:: Dataset rows ::

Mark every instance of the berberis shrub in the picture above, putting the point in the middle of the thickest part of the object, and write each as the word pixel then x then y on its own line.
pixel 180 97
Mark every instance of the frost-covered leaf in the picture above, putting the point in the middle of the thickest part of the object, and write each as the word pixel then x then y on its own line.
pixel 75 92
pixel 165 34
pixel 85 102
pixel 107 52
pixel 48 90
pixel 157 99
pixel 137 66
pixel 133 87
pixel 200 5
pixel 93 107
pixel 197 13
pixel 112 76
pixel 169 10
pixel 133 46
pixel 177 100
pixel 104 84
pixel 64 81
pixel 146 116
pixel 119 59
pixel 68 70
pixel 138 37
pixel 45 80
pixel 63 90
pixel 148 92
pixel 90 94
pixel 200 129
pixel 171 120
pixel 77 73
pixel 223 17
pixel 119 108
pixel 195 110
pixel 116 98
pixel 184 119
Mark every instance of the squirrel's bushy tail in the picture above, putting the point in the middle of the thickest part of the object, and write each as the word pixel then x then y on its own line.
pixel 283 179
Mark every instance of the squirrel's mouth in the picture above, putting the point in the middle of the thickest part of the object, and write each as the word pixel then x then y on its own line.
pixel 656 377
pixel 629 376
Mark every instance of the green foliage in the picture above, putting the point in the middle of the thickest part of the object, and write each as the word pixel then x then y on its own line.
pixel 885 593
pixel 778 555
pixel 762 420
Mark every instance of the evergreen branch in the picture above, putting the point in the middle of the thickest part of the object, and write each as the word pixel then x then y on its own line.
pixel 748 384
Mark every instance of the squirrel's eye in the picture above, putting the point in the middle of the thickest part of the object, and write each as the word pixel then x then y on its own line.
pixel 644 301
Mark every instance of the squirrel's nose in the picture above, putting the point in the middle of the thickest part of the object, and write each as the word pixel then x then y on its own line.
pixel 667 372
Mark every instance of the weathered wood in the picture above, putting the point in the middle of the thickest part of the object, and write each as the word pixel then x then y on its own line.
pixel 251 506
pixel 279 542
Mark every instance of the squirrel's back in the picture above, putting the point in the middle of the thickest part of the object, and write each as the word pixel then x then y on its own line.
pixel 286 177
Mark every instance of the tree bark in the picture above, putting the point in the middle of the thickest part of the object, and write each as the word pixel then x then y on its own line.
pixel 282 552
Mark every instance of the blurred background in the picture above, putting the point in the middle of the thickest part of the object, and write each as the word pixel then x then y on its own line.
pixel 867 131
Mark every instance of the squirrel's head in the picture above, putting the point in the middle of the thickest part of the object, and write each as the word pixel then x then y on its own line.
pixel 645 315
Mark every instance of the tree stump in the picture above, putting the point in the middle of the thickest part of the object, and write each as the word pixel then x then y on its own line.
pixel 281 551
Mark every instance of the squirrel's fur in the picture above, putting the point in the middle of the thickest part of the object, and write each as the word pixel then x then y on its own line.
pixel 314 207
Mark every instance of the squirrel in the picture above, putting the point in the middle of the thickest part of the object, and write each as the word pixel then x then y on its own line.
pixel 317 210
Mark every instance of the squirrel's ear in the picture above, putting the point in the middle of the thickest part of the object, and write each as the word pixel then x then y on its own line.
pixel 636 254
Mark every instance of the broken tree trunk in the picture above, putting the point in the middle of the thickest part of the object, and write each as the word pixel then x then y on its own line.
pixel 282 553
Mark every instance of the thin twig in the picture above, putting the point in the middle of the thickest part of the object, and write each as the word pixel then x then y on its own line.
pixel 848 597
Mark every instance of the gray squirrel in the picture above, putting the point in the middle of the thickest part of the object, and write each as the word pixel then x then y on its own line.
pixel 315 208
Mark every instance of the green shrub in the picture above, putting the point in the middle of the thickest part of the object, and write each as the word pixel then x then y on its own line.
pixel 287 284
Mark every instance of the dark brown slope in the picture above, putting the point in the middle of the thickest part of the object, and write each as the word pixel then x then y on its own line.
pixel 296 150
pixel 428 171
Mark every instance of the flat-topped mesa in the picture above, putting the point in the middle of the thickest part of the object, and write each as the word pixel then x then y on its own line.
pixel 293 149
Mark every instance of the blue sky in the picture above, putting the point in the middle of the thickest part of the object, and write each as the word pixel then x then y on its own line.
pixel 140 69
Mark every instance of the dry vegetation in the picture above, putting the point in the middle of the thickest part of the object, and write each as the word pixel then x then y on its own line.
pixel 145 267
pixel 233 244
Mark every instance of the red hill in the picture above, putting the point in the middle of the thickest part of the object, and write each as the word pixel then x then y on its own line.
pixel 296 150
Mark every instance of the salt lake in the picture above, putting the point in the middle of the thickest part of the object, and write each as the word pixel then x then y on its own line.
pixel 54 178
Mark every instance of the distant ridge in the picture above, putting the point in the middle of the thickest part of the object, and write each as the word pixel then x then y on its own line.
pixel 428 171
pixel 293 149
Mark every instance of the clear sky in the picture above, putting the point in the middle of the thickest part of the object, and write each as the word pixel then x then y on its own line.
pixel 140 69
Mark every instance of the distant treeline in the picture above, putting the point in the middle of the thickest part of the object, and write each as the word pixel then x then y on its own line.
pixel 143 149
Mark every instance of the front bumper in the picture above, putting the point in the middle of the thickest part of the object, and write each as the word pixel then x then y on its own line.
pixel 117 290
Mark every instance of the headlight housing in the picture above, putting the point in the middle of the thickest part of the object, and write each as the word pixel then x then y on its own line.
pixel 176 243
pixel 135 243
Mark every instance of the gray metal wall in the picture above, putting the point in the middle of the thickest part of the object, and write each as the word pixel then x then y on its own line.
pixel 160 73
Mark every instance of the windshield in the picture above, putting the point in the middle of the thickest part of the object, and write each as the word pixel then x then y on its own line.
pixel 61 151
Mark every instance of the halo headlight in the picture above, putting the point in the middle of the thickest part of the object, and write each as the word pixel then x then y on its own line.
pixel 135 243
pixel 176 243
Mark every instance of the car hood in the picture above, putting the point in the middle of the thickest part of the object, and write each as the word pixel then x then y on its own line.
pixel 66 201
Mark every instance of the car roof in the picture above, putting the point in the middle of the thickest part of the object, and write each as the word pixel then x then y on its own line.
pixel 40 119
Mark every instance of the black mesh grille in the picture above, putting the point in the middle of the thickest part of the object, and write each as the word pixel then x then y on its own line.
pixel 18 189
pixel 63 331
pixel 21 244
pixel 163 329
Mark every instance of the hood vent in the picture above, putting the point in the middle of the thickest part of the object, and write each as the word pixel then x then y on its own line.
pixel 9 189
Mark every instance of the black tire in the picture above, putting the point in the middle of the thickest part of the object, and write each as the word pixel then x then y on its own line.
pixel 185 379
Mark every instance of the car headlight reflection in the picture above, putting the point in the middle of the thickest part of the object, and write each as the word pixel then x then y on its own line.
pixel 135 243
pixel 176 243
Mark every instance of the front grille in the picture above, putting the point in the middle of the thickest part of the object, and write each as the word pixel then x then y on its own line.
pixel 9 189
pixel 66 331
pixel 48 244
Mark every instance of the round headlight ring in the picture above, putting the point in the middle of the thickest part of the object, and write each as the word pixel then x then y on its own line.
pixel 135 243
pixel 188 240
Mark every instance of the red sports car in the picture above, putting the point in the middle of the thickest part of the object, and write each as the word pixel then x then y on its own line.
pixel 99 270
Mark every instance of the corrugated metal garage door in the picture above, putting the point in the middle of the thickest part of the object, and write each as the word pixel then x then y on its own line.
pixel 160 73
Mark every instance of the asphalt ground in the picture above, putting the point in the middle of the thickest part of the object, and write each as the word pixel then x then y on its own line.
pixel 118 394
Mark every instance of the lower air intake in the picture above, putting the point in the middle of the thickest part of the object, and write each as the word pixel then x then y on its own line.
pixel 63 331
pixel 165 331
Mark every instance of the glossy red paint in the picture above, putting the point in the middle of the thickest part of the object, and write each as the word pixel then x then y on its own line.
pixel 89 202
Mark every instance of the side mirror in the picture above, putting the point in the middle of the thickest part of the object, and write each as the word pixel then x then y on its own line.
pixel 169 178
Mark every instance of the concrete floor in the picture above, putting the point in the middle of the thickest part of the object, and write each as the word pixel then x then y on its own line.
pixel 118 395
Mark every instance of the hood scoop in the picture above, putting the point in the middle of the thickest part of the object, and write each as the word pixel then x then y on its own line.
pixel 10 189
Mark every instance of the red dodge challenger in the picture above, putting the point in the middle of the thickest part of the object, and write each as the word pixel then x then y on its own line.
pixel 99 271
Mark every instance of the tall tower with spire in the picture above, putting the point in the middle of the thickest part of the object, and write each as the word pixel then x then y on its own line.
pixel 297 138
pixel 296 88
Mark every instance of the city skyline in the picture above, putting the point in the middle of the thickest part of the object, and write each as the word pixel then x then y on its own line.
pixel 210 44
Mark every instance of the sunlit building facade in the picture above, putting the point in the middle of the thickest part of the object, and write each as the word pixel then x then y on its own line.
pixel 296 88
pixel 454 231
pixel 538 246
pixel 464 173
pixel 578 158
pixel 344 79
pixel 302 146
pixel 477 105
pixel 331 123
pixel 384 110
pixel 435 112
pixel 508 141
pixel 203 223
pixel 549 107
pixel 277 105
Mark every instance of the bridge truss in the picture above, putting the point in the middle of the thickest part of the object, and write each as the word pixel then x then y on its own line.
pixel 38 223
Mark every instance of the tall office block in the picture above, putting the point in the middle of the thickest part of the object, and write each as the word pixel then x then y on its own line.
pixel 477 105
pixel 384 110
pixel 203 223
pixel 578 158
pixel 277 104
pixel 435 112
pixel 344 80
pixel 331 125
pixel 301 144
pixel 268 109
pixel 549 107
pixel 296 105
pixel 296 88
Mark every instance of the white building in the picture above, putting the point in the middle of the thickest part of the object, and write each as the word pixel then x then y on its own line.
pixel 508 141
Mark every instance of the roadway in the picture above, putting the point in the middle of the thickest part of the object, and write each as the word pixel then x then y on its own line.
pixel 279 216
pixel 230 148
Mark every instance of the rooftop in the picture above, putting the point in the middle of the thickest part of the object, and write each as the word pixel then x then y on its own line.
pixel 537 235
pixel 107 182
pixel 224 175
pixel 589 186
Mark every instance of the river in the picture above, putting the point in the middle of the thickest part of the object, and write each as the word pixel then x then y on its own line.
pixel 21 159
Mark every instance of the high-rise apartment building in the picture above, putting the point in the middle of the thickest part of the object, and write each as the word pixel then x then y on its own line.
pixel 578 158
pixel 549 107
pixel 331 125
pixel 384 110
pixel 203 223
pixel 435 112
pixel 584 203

:::

> **Short task**
Copy the lines from the one containing "Mark every instance of the squirrel's fur" through the one containing "pixel 317 210", inclusive, replacing "thickest" with "widest" and keeping everything else the same.

> **Written solution**
Mark every instance of the squirrel's fur in the picture above, putting the point in the middle of the widest part of the object, and write each as the word pixel then x then y on its own line.
pixel 314 207
Mark every instance of the squirrel in the picture above, putting the point in the middle of the widest part of the object, and write each as the word pixel then x then y on its own line.
pixel 317 210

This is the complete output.